* Task directions
Repeat word for word the lines from the top of the records through the line containing "POINT: one per instance on the tree trunk", and skip the pictures.

* Records
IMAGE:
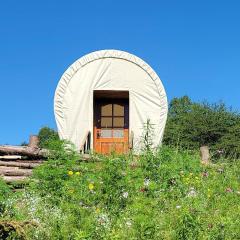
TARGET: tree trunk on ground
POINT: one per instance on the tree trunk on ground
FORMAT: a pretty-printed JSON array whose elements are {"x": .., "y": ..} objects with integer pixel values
[
  {"x": 10, "y": 179},
  {"x": 18, "y": 164},
  {"x": 15, "y": 172},
  {"x": 33, "y": 142},
  {"x": 23, "y": 151},
  {"x": 205, "y": 155}
]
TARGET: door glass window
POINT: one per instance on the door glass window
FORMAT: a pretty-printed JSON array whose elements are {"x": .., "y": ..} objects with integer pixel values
[
  {"x": 118, "y": 122},
  {"x": 118, "y": 110},
  {"x": 106, "y": 122},
  {"x": 106, "y": 110}
]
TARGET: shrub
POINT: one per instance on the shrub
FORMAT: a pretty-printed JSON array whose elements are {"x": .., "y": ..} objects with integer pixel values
[
  {"x": 46, "y": 135},
  {"x": 191, "y": 125}
]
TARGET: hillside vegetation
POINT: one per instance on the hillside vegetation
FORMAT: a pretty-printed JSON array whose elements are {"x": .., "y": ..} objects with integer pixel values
[
  {"x": 191, "y": 125},
  {"x": 165, "y": 194}
]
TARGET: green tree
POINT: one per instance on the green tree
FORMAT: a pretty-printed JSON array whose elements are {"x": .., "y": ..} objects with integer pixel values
[
  {"x": 191, "y": 125},
  {"x": 45, "y": 135}
]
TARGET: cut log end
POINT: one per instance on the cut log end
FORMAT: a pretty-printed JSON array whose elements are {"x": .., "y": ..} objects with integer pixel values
[{"x": 205, "y": 155}]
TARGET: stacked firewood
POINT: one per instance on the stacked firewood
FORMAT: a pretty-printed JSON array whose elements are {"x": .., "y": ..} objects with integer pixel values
[{"x": 17, "y": 162}]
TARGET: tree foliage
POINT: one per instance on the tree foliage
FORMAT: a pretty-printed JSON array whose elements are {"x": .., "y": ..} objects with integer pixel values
[
  {"x": 191, "y": 125},
  {"x": 45, "y": 135}
]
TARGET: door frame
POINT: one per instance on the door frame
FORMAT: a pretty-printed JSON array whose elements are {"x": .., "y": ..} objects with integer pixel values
[{"x": 105, "y": 95}]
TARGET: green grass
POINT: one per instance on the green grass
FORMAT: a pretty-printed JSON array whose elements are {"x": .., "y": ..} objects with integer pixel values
[{"x": 166, "y": 195}]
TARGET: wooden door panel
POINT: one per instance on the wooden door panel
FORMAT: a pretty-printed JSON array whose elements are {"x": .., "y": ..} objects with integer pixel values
[{"x": 111, "y": 126}]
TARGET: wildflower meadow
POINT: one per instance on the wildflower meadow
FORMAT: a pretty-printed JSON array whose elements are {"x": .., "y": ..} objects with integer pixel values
[{"x": 166, "y": 194}]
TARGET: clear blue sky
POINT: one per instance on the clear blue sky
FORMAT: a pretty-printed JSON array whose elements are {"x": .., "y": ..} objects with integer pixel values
[{"x": 194, "y": 46}]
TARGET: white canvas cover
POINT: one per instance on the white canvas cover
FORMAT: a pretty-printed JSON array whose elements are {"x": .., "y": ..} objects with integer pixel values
[{"x": 109, "y": 70}]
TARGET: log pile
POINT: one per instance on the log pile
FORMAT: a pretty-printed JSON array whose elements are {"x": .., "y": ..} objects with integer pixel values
[{"x": 17, "y": 162}]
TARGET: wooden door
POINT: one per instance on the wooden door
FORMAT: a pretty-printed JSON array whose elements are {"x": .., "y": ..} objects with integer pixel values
[{"x": 111, "y": 126}]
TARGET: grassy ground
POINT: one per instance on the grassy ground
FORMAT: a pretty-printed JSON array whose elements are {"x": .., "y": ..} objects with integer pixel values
[{"x": 166, "y": 195}]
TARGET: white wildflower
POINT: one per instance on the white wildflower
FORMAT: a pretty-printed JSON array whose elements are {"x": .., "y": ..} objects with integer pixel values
[{"x": 192, "y": 193}]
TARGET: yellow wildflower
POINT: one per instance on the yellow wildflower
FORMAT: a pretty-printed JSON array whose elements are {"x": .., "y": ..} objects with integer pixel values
[
  {"x": 97, "y": 210},
  {"x": 90, "y": 186}
]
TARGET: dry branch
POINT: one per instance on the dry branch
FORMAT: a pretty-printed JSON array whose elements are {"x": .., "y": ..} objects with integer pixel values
[
  {"x": 23, "y": 151},
  {"x": 19, "y": 164},
  {"x": 12, "y": 171}
]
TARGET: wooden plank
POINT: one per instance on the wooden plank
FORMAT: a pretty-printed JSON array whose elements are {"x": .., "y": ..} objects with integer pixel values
[
  {"x": 18, "y": 164},
  {"x": 11, "y": 179},
  {"x": 15, "y": 172},
  {"x": 7, "y": 157}
]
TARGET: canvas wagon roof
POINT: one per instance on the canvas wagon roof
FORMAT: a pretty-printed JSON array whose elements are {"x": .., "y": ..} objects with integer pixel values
[{"x": 109, "y": 70}]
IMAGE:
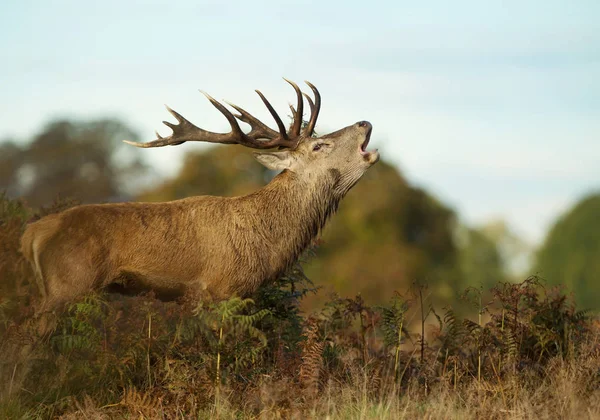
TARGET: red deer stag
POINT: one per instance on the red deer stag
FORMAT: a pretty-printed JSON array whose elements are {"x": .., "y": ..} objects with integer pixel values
[{"x": 199, "y": 246}]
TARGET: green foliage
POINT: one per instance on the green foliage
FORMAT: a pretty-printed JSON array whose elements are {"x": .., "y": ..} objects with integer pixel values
[
  {"x": 382, "y": 213},
  {"x": 83, "y": 160},
  {"x": 570, "y": 254}
]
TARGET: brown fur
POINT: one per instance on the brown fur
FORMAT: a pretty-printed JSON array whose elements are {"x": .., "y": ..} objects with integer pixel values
[{"x": 199, "y": 246}]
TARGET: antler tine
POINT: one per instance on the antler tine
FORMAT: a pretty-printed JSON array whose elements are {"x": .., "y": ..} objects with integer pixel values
[
  {"x": 260, "y": 136},
  {"x": 314, "y": 110},
  {"x": 297, "y": 123},
  {"x": 258, "y": 128},
  {"x": 280, "y": 125}
]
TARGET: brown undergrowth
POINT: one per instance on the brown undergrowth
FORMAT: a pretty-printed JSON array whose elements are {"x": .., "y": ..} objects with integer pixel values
[{"x": 520, "y": 352}]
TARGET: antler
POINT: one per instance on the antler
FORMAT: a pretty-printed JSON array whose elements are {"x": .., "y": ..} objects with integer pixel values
[{"x": 260, "y": 135}]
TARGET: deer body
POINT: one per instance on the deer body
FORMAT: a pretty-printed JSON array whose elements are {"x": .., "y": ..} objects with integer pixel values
[{"x": 203, "y": 246}]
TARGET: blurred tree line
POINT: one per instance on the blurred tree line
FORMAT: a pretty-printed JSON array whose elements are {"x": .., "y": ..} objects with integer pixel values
[
  {"x": 570, "y": 255},
  {"x": 386, "y": 235},
  {"x": 82, "y": 160}
]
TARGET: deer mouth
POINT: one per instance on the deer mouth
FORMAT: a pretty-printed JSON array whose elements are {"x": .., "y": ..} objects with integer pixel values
[{"x": 371, "y": 156}]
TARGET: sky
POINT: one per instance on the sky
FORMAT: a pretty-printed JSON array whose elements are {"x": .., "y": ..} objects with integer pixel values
[{"x": 493, "y": 106}]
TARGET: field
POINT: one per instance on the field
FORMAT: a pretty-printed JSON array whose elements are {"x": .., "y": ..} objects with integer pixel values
[{"x": 518, "y": 350}]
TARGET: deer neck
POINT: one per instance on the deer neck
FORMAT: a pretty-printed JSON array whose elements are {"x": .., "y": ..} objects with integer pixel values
[{"x": 292, "y": 209}]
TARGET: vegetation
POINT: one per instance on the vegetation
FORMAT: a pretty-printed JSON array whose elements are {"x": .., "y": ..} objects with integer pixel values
[
  {"x": 571, "y": 252},
  {"x": 522, "y": 351}
]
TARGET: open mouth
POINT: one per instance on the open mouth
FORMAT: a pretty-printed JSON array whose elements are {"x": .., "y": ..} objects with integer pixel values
[{"x": 363, "y": 147}]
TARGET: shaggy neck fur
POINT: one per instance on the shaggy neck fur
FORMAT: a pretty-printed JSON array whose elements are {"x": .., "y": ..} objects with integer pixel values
[{"x": 288, "y": 214}]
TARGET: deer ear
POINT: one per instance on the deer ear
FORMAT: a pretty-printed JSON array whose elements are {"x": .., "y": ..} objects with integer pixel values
[{"x": 276, "y": 161}]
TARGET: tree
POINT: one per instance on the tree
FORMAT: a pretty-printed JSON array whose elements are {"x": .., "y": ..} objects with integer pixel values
[
  {"x": 82, "y": 160},
  {"x": 570, "y": 254}
]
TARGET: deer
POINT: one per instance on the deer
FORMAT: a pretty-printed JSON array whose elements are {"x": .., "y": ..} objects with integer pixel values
[{"x": 206, "y": 247}]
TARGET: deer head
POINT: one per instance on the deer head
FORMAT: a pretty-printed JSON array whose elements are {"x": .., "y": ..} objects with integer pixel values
[{"x": 342, "y": 153}]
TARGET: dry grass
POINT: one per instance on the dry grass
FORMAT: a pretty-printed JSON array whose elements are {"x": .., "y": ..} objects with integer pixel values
[{"x": 525, "y": 354}]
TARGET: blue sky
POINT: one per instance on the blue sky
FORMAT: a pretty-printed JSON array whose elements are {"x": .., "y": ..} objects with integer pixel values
[{"x": 494, "y": 106}]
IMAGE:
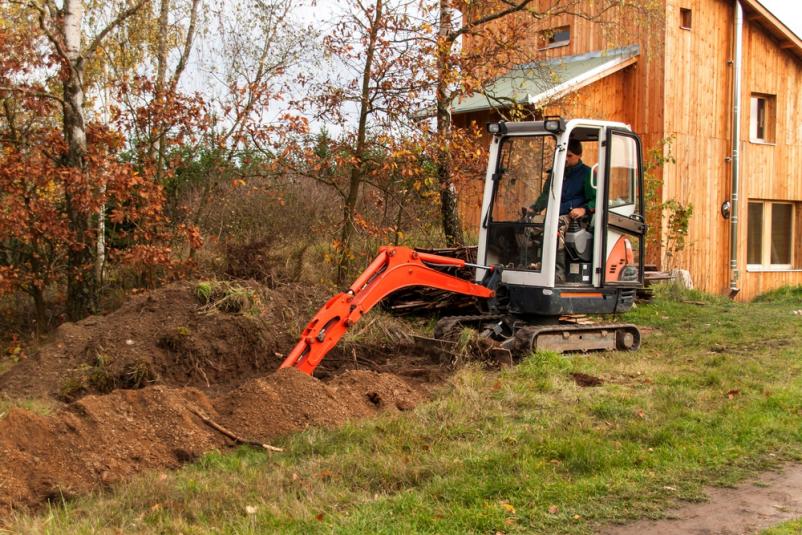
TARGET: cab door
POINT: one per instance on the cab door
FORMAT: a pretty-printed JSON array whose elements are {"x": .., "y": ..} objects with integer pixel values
[{"x": 623, "y": 216}]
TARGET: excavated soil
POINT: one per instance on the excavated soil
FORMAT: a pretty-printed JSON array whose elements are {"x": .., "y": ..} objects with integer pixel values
[
  {"x": 161, "y": 337},
  {"x": 163, "y": 380}
]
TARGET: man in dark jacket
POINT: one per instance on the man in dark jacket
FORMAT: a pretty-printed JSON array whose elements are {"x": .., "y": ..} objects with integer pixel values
[{"x": 578, "y": 198}]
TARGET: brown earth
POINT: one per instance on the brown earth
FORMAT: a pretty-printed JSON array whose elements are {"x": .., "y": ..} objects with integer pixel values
[
  {"x": 161, "y": 337},
  {"x": 141, "y": 388},
  {"x": 744, "y": 510}
]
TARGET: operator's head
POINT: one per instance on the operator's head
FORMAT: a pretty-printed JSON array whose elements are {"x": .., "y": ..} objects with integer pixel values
[{"x": 574, "y": 153}]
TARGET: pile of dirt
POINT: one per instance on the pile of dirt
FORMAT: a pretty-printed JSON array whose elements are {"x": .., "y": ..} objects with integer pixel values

* Answer space
IMAGE:
TARGET: tree trunk on ground
POINT: one per instance on the tree trunk on ground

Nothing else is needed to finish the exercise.